### [Information shown]
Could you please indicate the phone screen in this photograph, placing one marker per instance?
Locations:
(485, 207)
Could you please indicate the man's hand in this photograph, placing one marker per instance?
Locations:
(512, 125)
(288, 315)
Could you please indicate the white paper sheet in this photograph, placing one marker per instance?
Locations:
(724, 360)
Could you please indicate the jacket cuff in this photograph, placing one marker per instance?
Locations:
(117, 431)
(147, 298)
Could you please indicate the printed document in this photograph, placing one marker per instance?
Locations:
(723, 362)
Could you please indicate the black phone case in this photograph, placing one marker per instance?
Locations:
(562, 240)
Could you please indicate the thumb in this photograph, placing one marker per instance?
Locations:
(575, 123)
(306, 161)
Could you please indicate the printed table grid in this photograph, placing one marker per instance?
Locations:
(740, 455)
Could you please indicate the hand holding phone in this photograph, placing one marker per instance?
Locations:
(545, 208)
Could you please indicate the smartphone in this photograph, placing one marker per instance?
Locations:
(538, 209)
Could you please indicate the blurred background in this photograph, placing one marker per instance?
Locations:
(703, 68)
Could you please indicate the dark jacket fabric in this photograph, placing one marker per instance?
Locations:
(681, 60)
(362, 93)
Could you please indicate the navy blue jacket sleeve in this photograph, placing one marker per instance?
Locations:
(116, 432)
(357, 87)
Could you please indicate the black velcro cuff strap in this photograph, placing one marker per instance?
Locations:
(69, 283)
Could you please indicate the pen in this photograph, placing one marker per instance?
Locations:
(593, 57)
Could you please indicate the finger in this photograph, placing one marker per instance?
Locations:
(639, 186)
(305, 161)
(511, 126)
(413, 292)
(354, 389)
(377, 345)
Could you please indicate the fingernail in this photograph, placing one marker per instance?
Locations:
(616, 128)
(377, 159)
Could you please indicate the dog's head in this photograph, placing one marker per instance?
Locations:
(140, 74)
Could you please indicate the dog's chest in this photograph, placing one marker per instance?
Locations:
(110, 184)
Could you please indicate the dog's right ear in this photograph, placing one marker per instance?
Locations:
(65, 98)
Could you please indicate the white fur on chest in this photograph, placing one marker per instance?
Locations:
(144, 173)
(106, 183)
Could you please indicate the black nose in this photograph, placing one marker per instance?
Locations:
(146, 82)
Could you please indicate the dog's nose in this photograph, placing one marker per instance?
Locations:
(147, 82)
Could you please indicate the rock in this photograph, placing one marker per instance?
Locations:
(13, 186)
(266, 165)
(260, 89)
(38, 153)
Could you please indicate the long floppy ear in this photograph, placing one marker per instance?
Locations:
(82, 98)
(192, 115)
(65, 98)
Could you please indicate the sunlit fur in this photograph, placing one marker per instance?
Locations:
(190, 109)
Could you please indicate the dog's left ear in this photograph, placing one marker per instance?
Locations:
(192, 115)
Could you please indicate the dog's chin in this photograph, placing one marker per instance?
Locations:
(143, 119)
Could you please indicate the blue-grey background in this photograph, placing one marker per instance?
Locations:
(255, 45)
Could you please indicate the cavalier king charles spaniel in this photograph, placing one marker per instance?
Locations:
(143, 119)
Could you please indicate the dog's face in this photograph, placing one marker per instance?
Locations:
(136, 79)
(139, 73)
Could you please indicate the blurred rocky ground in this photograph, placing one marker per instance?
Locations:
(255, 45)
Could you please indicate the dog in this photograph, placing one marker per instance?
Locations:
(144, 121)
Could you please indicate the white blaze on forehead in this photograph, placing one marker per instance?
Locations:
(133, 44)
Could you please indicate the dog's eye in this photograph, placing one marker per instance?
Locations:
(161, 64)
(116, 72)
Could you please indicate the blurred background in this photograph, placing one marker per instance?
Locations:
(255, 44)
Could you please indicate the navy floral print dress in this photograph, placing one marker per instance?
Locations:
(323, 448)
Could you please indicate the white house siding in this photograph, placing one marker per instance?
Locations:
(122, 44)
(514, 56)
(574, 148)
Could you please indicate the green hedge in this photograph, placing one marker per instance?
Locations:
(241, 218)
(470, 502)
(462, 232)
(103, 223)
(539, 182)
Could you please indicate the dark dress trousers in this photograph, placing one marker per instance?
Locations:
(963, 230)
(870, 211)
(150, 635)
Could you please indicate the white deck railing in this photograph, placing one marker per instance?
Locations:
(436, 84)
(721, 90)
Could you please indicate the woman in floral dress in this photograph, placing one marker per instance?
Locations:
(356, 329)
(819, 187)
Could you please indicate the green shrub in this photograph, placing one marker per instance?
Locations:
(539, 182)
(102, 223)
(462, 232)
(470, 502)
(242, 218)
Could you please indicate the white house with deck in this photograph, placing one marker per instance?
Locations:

### [Task instructions]
Go through the data above and count the lines that hold "dark". Respond with the number and no other words.

### [Exercise result]
2